#### [Texto fornecido]
%%

Thiago volta para a roça depois de uma temporada na cidade, trazendo consigo fotos de mulheres nuas que distribui entre os irmãos pensando se tratar de santas, como se vê nos impressos largados nos bancos das igrejas. Nessa passagem, Kogut e a corroteirista Ana Luiza Martins Costa preparam os ânimos do espectador para receber o protagonista como um menino excessivamente ingênuo, mesmo para alguém que passa boa parte da vida a contar apenas com a imaginação, transformando latas de doce em caminhões ou adquirindo fazendas suntuosas com cédulas de brinquedo.

Juntocom ele nessas novas existências inventadas está sempre Felipe, o irmão caçula interpretado por Wallison Felipe Leal Barroso, com quem partilha mais que os anseios de um dia conhecer à praia ou estudar e aprender um ofício. Numa tarde de jogos no quintal de terra batida do casebre em que moram, Felipe o chama, preocupado com uma briga entre o pai e a mãe, dentro do quarto do casal. A diretora mantém a câmera da porta para fora, mas se tem claro que Bero desfere golpes contra a esposa, e em mais alguns instantes se entende que ele a apanhou na cama com o cunhado, seu irmão. A trama se encaminha para um segundo ato sereno, com algumas tomadas de pai e filho desbravando a capoeira até o roçado de mandioca, até que a psicopatia de Bero aflora e determina a virada ditosa para Thiago.

%%

#### [Material fornecido]
%%

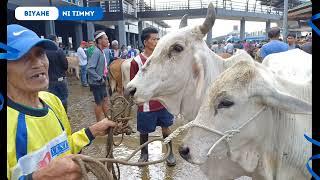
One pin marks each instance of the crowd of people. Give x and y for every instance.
(38, 126)
(260, 49)
(41, 144)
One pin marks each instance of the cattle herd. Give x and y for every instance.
(262, 109)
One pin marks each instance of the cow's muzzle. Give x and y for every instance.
(130, 91)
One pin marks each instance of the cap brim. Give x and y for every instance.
(24, 45)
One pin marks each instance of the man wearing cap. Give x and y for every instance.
(97, 74)
(307, 47)
(57, 73)
(83, 63)
(39, 139)
(275, 45)
(150, 114)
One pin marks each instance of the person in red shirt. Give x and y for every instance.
(152, 113)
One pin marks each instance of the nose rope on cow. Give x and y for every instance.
(97, 165)
(226, 136)
(103, 168)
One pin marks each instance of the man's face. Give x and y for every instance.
(30, 73)
(291, 40)
(115, 46)
(91, 43)
(152, 41)
(104, 41)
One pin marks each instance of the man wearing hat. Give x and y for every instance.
(39, 139)
(58, 84)
(83, 63)
(97, 74)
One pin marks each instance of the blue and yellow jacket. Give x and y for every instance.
(36, 136)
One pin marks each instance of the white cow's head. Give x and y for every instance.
(176, 60)
(237, 95)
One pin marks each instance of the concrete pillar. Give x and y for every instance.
(90, 30)
(285, 21)
(50, 28)
(140, 30)
(209, 37)
(242, 28)
(121, 33)
(268, 26)
(79, 37)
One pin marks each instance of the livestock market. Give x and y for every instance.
(159, 89)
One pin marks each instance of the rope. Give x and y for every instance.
(97, 168)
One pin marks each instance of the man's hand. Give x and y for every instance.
(60, 168)
(100, 128)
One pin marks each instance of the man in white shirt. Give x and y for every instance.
(83, 63)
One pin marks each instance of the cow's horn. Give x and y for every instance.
(184, 21)
(209, 21)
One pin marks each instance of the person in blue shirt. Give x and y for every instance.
(131, 52)
(275, 45)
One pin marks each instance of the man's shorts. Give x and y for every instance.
(99, 93)
(148, 121)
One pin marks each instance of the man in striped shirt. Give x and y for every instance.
(152, 113)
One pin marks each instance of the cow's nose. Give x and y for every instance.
(184, 152)
(130, 91)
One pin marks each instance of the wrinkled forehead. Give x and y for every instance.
(234, 78)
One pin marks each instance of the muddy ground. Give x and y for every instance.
(80, 112)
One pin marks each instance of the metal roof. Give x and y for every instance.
(279, 3)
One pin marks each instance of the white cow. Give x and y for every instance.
(181, 68)
(263, 117)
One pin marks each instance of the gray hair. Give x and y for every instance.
(114, 42)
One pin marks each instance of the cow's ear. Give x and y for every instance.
(184, 21)
(198, 74)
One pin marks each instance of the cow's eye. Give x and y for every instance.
(225, 103)
(178, 48)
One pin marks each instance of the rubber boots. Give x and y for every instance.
(171, 161)
(144, 151)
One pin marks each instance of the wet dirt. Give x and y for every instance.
(81, 115)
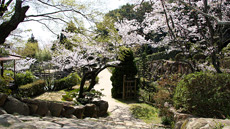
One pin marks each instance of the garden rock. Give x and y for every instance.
(90, 110)
(2, 111)
(13, 105)
(3, 98)
(42, 108)
(55, 109)
(205, 123)
(103, 107)
(33, 108)
(7, 120)
(79, 110)
(68, 111)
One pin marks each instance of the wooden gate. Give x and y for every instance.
(129, 88)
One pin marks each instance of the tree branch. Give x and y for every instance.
(219, 22)
(7, 27)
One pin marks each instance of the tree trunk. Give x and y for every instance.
(7, 27)
(92, 83)
(216, 63)
(82, 86)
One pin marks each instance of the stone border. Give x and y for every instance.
(187, 121)
(11, 105)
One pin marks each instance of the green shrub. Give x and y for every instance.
(126, 67)
(97, 80)
(4, 84)
(32, 89)
(24, 78)
(67, 82)
(43, 55)
(204, 94)
(166, 120)
(145, 112)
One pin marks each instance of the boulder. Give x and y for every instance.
(3, 98)
(90, 110)
(13, 105)
(68, 111)
(2, 111)
(79, 111)
(102, 107)
(8, 120)
(55, 109)
(42, 108)
(33, 108)
(204, 123)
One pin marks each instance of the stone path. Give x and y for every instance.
(120, 114)
(119, 118)
(8, 121)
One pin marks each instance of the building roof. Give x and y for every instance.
(11, 57)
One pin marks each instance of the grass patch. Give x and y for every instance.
(145, 112)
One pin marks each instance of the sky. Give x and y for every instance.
(44, 36)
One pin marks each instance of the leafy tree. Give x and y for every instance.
(189, 27)
(87, 54)
(14, 12)
(31, 47)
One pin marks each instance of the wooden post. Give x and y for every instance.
(123, 97)
(14, 71)
(2, 70)
(135, 90)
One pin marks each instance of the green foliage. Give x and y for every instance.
(204, 94)
(126, 67)
(97, 80)
(30, 50)
(67, 82)
(43, 55)
(145, 112)
(3, 52)
(24, 78)
(90, 96)
(4, 83)
(32, 89)
(69, 95)
(166, 120)
(146, 93)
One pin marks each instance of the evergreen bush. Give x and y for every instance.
(67, 82)
(24, 78)
(32, 89)
(126, 67)
(204, 94)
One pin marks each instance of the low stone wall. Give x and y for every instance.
(187, 121)
(21, 106)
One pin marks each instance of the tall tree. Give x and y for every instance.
(14, 12)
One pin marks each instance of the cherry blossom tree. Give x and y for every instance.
(45, 12)
(86, 54)
(192, 27)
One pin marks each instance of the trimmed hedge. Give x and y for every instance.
(32, 89)
(67, 82)
(24, 78)
(204, 94)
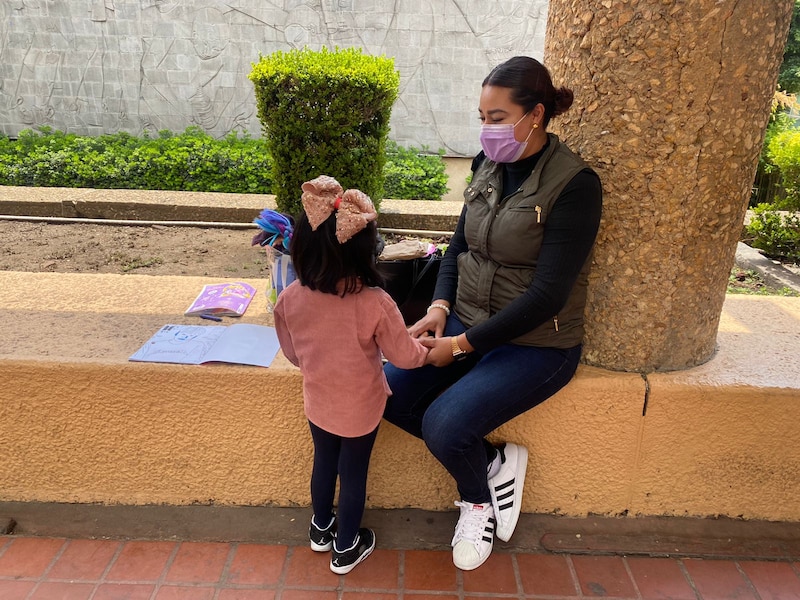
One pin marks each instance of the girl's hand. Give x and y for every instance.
(433, 322)
(440, 353)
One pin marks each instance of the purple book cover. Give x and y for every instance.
(223, 299)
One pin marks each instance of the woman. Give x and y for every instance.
(507, 314)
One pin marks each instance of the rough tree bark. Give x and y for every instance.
(671, 103)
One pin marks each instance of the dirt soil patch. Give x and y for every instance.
(147, 250)
(166, 250)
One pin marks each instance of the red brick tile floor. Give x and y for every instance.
(57, 568)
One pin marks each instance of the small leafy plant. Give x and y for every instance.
(775, 232)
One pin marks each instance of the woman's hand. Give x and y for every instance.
(433, 322)
(440, 353)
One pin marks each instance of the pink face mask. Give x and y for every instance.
(499, 143)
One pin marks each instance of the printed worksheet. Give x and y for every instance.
(241, 343)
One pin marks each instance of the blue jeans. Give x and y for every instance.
(453, 408)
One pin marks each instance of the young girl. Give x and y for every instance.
(333, 323)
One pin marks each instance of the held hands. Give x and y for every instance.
(440, 353)
(432, 323)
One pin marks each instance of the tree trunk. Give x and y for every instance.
(671, 103)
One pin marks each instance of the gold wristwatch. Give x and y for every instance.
(458, 353)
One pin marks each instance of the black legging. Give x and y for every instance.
(347, 458)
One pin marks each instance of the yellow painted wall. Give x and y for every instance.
(80, 423)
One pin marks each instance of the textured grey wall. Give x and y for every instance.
(103, 66)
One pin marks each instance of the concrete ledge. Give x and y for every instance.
(81, 424)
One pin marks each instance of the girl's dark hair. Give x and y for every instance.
(321, 262)
(530, 84)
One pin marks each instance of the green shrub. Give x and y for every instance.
(328, 113)
(191, 161)
(784, 152)
(776, 233)
(414, 173)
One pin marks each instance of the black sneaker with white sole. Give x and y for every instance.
(322, 539)
(345, 561)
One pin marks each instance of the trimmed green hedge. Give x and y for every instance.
(191, 161)
(325, 113)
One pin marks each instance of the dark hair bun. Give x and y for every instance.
(563, 100)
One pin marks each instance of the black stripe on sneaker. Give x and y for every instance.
(503, 486)
(505, 496)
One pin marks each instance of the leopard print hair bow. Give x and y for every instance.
(323, 196)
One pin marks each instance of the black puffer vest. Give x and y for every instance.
(504, 239)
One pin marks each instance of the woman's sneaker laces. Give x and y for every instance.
(474, 536)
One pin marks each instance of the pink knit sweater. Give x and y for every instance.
(337, 343)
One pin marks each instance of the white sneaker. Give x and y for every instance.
(506, 488)
(474, 536)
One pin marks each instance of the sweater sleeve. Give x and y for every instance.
(393, 338)
(569, 236)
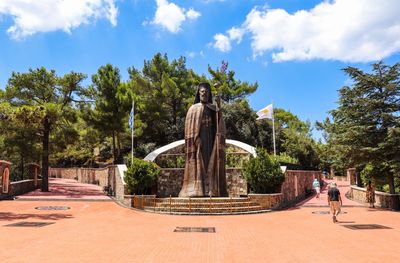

%%

#### [Tarefas]
A) Troque "roçado" por "campo" no trecho do texto fornecido que vai de "Juntocom ele nessas" até "ditosa para Thiago." e escreva o trecho inteiro de novo.
B) Passe para o inglês esta frase do texto fornecido: "Numa tarde de jogos no quintal de terra batida do casebre em que moram, Felipe o chama, preocupado com uma briga entre o pai e a mãe, dentro do quarto do casal."
C) Segundo o texto fornecido, que ator interpreta Felipe?
Responda com base apenas no texto fornecido.

#### [Respostas]
A)
Juntocom ele nessas novas existências inventadas está sempre Felipe, o irmão caçula interpretado por Wallison Felipe Leal Barroso, com quem partilha mais que os anseios de um dia conhecer à praia ou estudar e aprender um ofício. Numa tarde de jogos no quintal de terra batida do casebre em que moram, Felipe o chama, preocupado com uma briga entre o pai e a mãe, dentro do quarto do casal. A diretora mantém a câmera da porta para fora, mas se tem claro que Bero desfere golpes contra a esposa, e em mais alguns instantes se entende que ele a apanhou na cama com o cunhado, seu irmão. A trama se encaminha para um segundo ato sereno, com algumas tomadas de pai e filho desbravando a capoeira até o campo de mandioca, até que a psicopatia de Bero aflora e determina a virada ditosa para Thiago.

B) One afternoon, while playing in the packed-dirt yard of the shack where they live, Felipe calls him, worried about a fight between their father and mother inside the couple's bedroom.

C) Wallison Felipe Leal Barroso.